▸ **Page excerpt**
— Start —
Relay-Version: version B 2.10 5/3/83; site utzoo.UUCP
Posting-Version: version B 2.10.3 4.3bsd-beta 6/6/85; site nsc.UUCP
Path: utzoo!watmath!clyde!cbosgd!ihnp4!nsc!chuqui
From: chuqui@nsc.UUCP (Chuq Von Rospach)
Newsgroups: net.news
Subject: Re: keyword-based news
Message-ID: <3210@nsc.UUCP>
Date: Wed, 2-Oct-85 13:08:01 EDT
Article-I.D.: nsc.3210
Posted: Wed Oct  2 13:08:01 1985
Date-Received: Fri, 4-Oct-85 05:04:07 EDT
References: <820@vortex.UUCP>
Reply-To: chuqui@nsc.UUCP (Chuq Von Rospach)
Organization: Ninja Ewok Training Grounds
Lines: 32

In article <820@vortex.UUCP> lauren@vortex.UUCP (Lauren Weinstein) writes:
>For quite a few years, I've been using a very elaborate keyword-based
>system for searching a large newswire story database.  This database
>is in a centralized location so there is no concern about COSTS associated
>with extra matches, unlike the Usenet situation.
>
>One thing I learned long ago thanks to this system--it is almost
>IMPOSSIBLE to avoid major missed matches AND extra matches.  If you
>try to make your keyword choices very specific and negate out topics
>of no interest, you frequently (*VERY* frequently) find that you're missing
>great numbers of stories that you really DID want to see, but where
>a particular keyword you specified wasn't used.  Or you find that *MANY*
>stories you wanted to filter OUT still get through since the keywords
>you wanted to SKIP weren't used.

Lauren has a point, but if this system is like all of the other newswire
searching systems I've seen it has limited applicability to a keyword based
news system. The problem is that doing keyword searches on a general
database IS going to bring forward lots of silly matches because the words
just happen to be used in otherwise unrelated articles. What I'm planning
on doing for NNTN, though, is to have the author attach the appropriate
keywords to the article. Rather that simply grepping text for the words,
you look at only the keywords the author thinks is important. Even if the
author is completely incompetent with this keyword selection this should
keep the accidental matches down to a minimum. You can't ignore the
problem, but you also have to realize that Lauren's example is to a great
extent an Apple and Orange comparison to USENET and its problems. 
-- 
:From under the bar at Callahan's:   Chuq Von Rospach 
nsc!chuqui@decwrl.ARPA               {decwrl,hplabs,ihnp4,pyramid}!nsc!chuqui

If you can't talk below a bellow, you can't talk...
— End —
▸ **Provided data**
— Start —
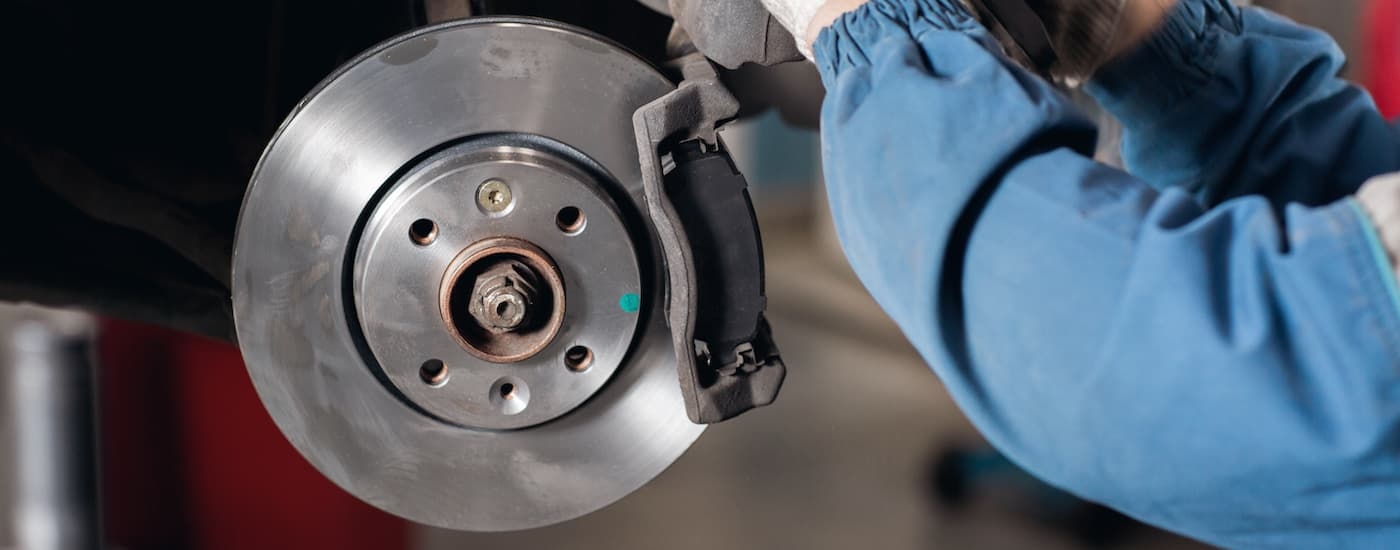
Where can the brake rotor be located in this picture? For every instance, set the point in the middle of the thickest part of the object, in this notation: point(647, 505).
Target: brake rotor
point(444, 287)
— End —
▸ **Request 1**
Return the part of the keyword-based news post from "Relay-Version: version B" to "Reply-To: chuqui@nsc.UUCP (Chuq Von Rospach)".
▸ **Request 2**
In the keyword-based news post, what is the plan for NNTN regarding who attaches keywords to an article?
The listing has no connection to the post on keyword-based news.

▸ **Written reply 1**
Relay-Version: version B 2.10 5/3/83; site utzoo.UUCP
Posting-Version: version B 2.10.3 4.3bsd-beta 6/6/85; site nsc.UUCP
Path: utzoo!watmath!clyde!cbosgd!ihnp4!nsc!chuqui
From: chuqui@nsc.UUCP (Chuq Von Rospach)
Newsgroups: net.news
Subject: Re: keyword-based news
Message-ID: <3210@nsc.UUCP>
Date: Wed, 2-Oct-85 13:08:01 EDT
Article-I.D.: nsc.3210
Posted: Wed Oct  2 13:08:01 1985
Date-Received: Fri, 4-Oct-85 05:04:07 EDT
References: <820@vortex.UUCP>
Reply-To: chuqui@nsc.UUCP (Chuq Von Rospach)

▸ **Written reply 2**
The author attaches the appropriate keywords to the article.